Tasks to perform ->
(a) From the passage on climate journalism, list each hope the writer describes having when writing these pieces.
(b) In the passage on climate journalism, whose looming real estate crisis did the writer's most viral article warn of?
(c) Please retype the passage on climate journalism between "I found myself" and "you likely won’t.", inclusive.

Reading text ->
-----

I found myself thinking about my column for the Guardian on the American South and Climate Change. It astounds me that these articles are 5 years old, and it pains me to remember what I was feeling as I wrote them. I don’t speak for all climate journalists, but I know many of us write these pieces from an earnest, educated, heart-forward place.
You write hoping that you might contribute to a shift in thinking, that you might flip a light on for someone to get activated in the climate space, that you might save a person or a species or a landscape some modicum of suffering. But you also know you likely won’t.
Sometimes you break through, at least in terms of views. The most viral article I ever wrote - one of the Guardian’s Best of 2019 - warned of Florida’s looming real estate crisis. I wrote:
I spoke with a developer who wanted to remain anonymous, given business interests. He told me that he’s surprised that people are still buying, building and investing in coastal Florida. He estimated that a decade ago, only one in 10 buyers asked about the property elevation, or expressed concerns about rising seas. Today, nearly six of 10 ask and many decide not to buy in these same critical areas. “I’m worried we’re one bad storm away from a rush for the exits,” he told me.

-----

Data items ->

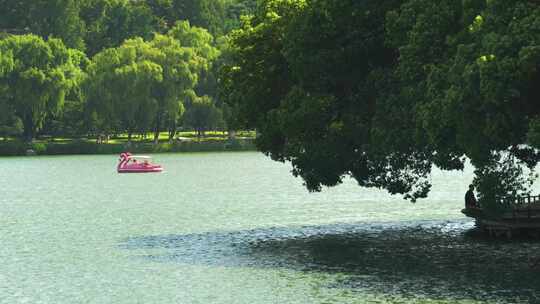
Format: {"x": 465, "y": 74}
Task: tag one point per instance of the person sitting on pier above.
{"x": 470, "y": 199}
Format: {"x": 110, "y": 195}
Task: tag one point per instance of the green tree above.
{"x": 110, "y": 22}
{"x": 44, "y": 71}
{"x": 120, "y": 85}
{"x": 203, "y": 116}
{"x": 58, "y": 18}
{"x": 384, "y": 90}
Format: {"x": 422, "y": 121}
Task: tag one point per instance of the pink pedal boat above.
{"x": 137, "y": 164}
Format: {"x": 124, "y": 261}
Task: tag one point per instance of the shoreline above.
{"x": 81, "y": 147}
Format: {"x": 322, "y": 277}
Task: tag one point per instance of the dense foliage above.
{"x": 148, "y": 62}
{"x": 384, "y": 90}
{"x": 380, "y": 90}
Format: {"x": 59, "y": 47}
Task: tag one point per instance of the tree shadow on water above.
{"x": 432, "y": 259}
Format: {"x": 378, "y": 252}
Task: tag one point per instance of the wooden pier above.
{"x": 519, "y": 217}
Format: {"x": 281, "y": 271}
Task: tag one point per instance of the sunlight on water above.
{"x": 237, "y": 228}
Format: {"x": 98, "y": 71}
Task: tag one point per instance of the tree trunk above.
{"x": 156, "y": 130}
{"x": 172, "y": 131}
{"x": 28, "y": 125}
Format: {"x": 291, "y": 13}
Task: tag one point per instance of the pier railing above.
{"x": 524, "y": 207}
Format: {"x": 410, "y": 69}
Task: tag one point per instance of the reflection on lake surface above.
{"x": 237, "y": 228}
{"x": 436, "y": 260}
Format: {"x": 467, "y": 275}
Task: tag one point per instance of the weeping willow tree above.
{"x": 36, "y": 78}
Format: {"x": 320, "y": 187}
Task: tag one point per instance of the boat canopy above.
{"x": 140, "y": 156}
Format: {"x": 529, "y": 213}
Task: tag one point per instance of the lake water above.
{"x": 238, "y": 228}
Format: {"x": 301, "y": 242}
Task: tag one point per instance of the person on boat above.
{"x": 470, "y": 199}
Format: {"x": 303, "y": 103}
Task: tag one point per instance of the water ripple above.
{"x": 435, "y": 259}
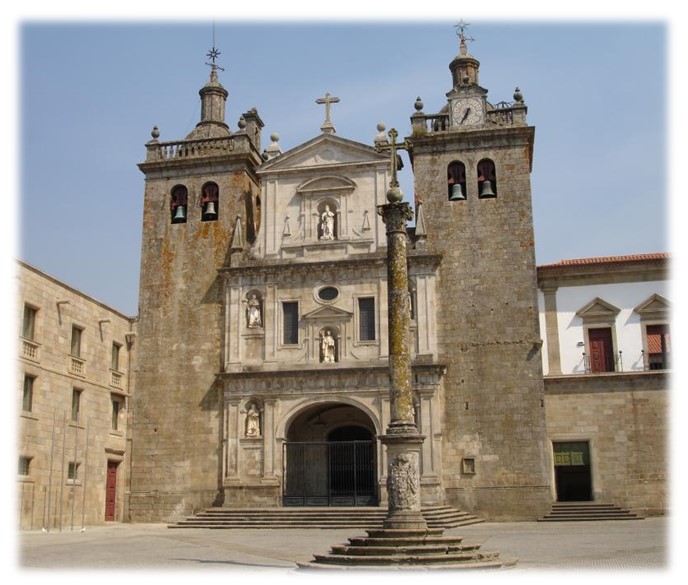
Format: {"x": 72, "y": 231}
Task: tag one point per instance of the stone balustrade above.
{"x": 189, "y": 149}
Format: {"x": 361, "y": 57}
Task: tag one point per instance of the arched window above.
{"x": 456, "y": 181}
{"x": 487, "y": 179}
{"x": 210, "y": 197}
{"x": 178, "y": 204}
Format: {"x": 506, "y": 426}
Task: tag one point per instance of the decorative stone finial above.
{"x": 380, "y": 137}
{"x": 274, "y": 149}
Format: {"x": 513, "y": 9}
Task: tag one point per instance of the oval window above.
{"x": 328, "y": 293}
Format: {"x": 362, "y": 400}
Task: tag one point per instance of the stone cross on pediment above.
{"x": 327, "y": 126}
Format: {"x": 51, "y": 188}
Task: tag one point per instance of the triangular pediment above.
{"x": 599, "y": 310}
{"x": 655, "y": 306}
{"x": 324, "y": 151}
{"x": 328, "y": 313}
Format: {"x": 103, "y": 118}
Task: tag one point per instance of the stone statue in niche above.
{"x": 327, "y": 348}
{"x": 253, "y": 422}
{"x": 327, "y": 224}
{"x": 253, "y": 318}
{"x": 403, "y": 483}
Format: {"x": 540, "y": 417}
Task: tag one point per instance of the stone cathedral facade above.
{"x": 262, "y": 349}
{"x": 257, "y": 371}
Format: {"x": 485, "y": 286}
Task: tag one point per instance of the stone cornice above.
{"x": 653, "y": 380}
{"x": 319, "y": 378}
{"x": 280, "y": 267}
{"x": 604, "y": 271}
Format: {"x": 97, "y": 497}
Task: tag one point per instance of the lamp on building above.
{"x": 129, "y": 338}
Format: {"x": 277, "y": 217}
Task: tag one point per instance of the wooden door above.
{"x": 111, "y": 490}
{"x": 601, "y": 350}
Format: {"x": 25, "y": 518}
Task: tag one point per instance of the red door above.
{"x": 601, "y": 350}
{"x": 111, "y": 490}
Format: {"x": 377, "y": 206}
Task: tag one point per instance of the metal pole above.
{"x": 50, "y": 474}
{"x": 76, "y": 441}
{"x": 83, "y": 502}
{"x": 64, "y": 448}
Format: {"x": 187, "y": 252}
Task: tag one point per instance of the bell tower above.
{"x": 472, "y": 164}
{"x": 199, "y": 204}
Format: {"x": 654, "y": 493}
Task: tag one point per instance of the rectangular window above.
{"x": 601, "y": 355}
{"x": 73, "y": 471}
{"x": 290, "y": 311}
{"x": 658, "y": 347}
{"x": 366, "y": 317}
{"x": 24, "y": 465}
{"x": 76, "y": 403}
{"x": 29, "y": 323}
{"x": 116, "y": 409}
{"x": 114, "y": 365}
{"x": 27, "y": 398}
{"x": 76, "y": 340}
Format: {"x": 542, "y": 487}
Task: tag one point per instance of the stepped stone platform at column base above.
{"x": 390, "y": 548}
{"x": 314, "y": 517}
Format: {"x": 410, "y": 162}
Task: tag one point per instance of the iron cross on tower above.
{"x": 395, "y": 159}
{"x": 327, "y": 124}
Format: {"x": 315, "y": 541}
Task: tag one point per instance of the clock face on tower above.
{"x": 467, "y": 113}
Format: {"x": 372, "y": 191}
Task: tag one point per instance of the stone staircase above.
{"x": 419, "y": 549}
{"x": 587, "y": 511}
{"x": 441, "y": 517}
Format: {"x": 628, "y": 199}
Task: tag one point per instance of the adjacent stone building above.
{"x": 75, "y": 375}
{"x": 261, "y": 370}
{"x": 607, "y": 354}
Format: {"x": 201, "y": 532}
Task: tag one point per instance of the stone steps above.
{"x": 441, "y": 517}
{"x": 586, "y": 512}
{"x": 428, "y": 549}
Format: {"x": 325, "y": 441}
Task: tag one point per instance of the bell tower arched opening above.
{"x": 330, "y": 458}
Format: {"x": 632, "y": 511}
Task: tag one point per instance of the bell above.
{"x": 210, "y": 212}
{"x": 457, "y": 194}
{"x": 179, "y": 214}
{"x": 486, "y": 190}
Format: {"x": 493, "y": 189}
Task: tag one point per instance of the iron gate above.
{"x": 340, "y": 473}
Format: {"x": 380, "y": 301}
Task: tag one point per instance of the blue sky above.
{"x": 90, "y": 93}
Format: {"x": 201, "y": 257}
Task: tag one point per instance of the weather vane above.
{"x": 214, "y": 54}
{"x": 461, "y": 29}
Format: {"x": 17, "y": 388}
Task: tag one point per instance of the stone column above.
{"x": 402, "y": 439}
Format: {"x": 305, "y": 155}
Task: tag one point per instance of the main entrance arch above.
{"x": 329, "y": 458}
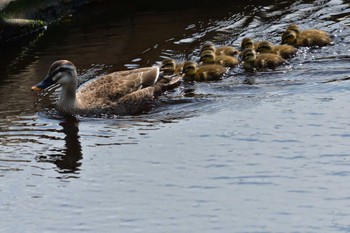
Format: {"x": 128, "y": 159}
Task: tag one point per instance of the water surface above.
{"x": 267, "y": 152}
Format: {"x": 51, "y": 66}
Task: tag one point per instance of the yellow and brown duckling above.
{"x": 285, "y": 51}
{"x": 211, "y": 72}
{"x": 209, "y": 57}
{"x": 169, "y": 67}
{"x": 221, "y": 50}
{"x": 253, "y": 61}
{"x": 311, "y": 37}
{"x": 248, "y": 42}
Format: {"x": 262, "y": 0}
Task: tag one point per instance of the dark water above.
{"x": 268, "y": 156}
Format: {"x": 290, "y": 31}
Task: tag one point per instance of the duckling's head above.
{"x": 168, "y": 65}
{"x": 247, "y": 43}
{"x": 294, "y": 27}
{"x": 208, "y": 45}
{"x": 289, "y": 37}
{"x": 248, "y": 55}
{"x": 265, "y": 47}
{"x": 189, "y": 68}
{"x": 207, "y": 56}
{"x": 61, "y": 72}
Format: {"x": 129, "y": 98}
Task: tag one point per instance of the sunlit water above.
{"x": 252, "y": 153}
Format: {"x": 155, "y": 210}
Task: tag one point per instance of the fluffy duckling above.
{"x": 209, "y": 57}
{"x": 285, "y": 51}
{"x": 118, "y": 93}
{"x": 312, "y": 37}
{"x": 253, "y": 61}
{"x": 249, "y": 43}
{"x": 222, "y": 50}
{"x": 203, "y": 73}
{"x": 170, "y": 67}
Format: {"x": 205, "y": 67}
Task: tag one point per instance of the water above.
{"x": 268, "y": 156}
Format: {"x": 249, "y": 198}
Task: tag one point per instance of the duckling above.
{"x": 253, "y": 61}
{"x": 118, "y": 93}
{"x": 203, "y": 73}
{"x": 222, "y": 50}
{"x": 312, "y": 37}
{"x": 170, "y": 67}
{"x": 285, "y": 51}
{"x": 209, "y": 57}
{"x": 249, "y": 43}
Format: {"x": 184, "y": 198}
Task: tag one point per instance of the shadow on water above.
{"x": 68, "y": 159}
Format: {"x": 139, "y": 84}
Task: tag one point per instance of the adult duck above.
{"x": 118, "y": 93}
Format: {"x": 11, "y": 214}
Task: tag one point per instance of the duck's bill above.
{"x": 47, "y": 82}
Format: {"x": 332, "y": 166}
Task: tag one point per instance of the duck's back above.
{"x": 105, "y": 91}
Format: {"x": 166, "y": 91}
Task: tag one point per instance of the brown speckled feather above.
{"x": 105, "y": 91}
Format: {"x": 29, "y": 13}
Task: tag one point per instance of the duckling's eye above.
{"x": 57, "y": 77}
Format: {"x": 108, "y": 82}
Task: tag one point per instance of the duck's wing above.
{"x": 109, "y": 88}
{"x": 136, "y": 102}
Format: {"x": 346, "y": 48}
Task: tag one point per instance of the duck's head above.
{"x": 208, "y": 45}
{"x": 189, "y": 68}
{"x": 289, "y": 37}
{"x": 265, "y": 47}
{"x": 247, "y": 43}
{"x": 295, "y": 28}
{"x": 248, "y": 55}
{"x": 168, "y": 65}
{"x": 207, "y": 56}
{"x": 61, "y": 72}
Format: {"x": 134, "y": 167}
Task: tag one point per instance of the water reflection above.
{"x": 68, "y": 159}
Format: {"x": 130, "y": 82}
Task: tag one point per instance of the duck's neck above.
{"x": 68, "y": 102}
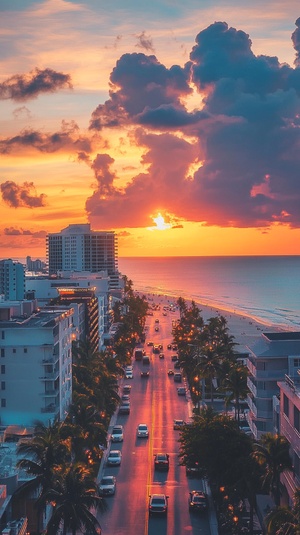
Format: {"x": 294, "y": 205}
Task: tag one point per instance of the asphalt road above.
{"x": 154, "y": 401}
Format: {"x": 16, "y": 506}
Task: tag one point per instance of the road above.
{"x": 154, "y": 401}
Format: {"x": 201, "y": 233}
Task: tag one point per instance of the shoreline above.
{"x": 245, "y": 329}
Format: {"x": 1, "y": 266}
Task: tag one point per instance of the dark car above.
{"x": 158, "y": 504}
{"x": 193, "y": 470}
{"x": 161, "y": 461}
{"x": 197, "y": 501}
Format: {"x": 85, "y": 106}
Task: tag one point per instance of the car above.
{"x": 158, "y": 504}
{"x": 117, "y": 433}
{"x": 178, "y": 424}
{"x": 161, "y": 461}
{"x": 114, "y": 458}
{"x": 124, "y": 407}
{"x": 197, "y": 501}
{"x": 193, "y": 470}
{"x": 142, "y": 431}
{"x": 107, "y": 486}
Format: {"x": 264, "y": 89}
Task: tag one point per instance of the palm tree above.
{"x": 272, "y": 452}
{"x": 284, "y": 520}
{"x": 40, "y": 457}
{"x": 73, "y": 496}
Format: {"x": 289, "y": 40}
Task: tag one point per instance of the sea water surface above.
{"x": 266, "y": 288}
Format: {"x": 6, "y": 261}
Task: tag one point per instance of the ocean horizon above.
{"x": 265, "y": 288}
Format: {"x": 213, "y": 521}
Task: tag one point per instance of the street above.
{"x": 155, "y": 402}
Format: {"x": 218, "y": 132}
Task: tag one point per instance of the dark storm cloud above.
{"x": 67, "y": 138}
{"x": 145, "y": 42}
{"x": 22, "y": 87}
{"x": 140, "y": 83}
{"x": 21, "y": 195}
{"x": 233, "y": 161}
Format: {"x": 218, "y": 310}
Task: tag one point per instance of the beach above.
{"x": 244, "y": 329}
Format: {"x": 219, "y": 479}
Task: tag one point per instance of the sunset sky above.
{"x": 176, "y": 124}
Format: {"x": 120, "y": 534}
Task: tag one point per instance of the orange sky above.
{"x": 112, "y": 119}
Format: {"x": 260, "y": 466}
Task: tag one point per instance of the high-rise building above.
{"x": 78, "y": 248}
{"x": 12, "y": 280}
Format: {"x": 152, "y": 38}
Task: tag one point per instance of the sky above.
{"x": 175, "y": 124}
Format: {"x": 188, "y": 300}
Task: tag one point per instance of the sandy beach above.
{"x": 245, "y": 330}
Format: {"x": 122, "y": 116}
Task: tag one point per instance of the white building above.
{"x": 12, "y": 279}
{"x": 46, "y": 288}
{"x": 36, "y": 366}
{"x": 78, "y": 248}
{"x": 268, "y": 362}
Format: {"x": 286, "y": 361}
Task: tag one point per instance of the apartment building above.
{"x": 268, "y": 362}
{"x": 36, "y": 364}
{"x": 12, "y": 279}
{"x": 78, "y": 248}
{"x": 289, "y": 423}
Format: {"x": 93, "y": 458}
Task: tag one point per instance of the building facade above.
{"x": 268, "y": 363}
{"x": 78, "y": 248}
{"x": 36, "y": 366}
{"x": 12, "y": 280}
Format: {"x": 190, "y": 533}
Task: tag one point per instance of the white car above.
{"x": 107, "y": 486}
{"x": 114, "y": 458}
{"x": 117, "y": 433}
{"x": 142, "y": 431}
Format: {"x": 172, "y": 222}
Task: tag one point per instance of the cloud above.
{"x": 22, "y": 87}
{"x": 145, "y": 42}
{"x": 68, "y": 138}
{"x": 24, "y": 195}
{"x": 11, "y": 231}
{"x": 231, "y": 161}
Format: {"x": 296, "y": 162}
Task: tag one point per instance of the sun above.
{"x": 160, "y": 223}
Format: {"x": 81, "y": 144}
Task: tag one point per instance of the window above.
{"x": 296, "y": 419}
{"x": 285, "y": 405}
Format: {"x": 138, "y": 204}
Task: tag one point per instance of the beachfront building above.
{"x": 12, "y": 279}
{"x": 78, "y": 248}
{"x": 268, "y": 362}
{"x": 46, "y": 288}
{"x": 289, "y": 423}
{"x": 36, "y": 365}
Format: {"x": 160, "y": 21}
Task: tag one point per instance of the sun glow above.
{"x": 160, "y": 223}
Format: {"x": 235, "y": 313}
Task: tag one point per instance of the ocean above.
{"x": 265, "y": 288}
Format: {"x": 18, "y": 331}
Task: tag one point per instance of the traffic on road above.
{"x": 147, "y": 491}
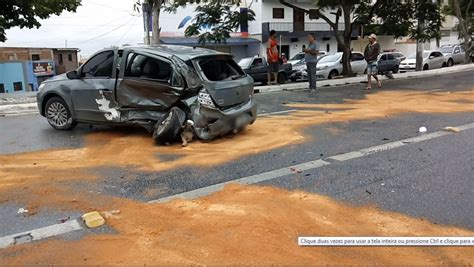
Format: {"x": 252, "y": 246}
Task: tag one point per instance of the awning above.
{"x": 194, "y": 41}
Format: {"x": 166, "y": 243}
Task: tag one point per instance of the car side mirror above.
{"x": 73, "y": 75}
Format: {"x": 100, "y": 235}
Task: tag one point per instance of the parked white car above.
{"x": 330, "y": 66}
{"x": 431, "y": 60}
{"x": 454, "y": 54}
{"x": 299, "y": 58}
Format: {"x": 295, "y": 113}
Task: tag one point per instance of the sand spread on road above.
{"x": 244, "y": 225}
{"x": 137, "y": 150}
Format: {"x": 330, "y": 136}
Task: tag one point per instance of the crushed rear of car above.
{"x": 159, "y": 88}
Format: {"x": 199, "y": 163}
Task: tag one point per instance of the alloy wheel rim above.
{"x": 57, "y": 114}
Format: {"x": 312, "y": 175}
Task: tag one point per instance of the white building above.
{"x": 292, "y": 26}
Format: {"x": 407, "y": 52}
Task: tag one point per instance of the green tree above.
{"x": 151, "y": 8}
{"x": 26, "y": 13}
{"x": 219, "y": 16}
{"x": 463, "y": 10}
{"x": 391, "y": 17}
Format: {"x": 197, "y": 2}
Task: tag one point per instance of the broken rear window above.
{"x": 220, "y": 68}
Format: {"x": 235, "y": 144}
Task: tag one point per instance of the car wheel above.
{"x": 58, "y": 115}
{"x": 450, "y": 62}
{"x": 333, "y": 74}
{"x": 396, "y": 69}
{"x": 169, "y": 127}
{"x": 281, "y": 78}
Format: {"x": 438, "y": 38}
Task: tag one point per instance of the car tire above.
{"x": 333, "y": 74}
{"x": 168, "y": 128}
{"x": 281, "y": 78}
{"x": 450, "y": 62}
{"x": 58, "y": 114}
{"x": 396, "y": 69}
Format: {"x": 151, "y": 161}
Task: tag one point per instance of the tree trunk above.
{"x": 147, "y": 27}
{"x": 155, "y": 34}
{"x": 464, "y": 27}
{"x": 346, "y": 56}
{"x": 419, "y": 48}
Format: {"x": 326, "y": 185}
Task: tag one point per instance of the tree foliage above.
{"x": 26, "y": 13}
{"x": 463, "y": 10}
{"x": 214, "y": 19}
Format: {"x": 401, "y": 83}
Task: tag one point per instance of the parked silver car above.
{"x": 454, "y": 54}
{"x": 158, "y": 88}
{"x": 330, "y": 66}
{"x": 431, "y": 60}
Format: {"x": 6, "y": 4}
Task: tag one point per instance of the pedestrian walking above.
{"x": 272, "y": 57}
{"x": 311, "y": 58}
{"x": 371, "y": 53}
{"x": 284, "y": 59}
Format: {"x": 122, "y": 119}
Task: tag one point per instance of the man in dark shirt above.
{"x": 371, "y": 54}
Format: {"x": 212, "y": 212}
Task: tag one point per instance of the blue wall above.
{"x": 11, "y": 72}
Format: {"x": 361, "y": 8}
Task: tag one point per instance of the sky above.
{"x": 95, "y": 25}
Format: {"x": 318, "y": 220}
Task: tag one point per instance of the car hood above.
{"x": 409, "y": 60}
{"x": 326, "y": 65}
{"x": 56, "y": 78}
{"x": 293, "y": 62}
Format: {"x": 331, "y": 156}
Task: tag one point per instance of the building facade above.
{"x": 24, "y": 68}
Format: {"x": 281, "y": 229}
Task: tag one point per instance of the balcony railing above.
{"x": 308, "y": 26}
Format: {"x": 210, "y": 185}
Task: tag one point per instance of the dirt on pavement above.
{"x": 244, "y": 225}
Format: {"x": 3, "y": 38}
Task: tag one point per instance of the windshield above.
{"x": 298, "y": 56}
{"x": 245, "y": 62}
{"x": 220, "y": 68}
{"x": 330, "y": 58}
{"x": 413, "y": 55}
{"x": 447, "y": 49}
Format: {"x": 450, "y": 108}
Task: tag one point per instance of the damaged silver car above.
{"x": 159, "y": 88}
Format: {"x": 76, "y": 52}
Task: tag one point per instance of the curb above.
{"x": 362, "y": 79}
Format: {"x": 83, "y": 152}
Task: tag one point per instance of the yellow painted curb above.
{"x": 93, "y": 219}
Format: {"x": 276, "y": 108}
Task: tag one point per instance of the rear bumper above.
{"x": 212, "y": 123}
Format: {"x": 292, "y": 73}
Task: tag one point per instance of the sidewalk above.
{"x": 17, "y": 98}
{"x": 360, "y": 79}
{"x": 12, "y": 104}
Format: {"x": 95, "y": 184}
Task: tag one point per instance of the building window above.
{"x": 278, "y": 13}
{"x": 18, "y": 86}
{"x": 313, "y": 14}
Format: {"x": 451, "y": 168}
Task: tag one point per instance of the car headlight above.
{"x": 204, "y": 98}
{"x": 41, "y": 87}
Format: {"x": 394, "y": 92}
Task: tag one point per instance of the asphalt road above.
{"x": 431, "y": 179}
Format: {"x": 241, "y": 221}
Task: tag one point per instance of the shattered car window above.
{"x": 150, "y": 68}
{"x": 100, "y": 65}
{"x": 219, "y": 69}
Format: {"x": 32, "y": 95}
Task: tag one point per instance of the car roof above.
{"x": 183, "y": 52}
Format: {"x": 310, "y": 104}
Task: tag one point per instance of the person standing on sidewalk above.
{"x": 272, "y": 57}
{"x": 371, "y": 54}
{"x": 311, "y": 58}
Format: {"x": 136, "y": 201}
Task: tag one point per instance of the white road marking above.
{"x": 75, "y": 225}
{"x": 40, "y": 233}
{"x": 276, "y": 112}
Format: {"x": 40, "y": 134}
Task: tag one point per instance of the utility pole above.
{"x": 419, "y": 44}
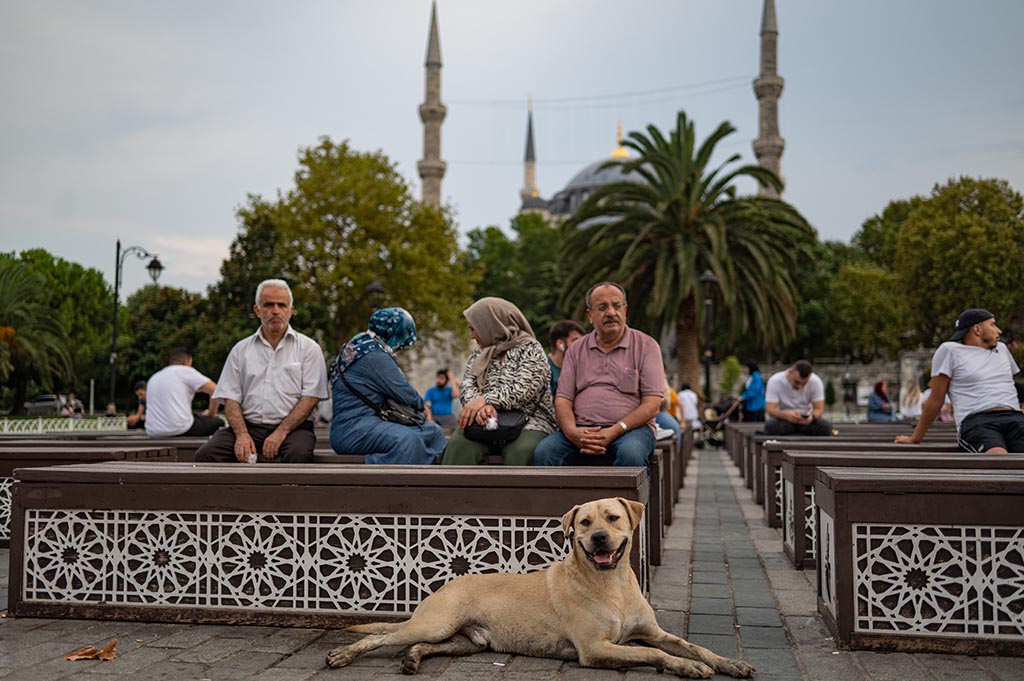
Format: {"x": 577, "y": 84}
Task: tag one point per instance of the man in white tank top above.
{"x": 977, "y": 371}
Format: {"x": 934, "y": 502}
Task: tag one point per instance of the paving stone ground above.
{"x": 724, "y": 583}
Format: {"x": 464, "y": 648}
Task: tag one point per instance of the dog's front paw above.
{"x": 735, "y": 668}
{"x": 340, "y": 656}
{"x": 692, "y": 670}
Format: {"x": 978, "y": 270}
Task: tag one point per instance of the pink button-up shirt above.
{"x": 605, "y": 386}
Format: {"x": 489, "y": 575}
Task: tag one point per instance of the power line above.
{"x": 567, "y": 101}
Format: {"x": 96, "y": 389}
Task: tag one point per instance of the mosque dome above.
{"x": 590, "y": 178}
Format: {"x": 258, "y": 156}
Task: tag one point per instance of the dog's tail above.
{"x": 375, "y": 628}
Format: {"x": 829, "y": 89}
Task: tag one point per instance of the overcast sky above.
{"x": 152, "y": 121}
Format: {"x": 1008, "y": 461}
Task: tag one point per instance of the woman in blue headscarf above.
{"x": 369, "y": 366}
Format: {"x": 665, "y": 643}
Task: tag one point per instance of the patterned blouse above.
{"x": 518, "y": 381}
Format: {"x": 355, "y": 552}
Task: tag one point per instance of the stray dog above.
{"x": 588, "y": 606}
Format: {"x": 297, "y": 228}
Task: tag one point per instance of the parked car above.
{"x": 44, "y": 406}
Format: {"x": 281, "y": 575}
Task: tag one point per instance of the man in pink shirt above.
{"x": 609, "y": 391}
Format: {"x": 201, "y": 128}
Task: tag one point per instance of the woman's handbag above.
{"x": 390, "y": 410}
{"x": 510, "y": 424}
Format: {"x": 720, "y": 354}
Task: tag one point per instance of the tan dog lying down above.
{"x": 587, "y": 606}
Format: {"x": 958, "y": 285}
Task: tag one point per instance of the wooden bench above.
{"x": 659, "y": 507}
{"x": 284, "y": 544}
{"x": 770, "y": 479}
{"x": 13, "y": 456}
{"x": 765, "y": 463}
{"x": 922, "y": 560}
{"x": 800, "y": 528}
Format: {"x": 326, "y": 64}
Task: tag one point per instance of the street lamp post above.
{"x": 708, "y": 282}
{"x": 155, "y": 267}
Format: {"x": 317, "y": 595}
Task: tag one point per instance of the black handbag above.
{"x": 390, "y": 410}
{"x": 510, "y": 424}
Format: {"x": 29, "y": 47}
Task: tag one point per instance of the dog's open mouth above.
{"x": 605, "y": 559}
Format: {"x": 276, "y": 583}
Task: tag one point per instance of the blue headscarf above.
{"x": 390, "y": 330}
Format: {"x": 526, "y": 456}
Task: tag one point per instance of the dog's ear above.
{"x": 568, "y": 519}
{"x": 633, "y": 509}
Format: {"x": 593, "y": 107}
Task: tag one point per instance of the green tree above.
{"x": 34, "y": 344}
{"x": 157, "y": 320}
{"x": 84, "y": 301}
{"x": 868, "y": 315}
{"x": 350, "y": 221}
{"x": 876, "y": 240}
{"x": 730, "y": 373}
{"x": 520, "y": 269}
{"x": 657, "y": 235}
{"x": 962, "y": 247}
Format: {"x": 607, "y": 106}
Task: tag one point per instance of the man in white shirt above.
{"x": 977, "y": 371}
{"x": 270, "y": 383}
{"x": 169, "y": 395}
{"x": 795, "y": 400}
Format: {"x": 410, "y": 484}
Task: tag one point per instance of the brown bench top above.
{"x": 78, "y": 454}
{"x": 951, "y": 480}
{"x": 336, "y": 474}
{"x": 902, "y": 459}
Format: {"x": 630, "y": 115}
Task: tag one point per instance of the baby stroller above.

-----

Results ->
(a)
- Contributing to a shift in thinking
- Flipping a light on for someone to get activated in the climate space
- Saving a person or a species or a landscape some modicum of suffering

(b) Florida's.

(c)
I found myself thinking about my column for the Guardian on the American South and Climate Change. It astounds me that these articles are 5 years old, and it pains me to remember what I was feeling as I wrote them. I don’t speak for all climate journalists, but I know many of us write these pieces from an earnest, educated, heart-forward place.
You write hoping that you might contribute to a shift in thinking, that you might flip a light on for someone to get activated in the climate space, that you might save a person or a species or a landscape some modicum of suffering. But you also know you likely won’t.